## To do
Say how many lines in the data hold "camera". Nothing else belongs in the answer.

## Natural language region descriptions

Content starts

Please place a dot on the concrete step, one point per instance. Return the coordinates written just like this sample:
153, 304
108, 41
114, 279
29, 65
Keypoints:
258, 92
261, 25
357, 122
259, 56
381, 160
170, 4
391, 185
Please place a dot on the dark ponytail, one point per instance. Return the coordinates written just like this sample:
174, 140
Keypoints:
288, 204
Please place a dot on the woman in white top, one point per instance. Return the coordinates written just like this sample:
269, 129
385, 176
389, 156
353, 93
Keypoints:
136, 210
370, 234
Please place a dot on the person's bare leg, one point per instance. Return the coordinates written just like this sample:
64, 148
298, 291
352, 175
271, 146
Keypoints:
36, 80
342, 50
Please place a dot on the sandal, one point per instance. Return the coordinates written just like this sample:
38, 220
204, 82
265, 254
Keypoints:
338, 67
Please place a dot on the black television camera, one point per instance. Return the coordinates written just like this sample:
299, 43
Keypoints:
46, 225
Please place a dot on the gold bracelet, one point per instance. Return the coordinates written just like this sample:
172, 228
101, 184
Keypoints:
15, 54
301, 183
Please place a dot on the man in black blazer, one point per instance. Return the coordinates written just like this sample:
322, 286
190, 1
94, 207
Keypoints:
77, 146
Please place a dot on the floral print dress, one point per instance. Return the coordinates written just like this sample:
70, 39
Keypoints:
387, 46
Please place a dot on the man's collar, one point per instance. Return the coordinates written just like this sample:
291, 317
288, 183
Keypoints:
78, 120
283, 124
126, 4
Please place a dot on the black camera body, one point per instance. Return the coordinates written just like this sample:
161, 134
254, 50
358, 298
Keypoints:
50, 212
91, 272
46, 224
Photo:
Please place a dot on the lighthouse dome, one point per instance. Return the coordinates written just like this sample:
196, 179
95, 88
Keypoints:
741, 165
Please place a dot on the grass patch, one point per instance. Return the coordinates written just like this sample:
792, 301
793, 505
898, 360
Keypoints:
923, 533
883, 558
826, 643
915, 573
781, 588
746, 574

Content ends

## Output of the task
2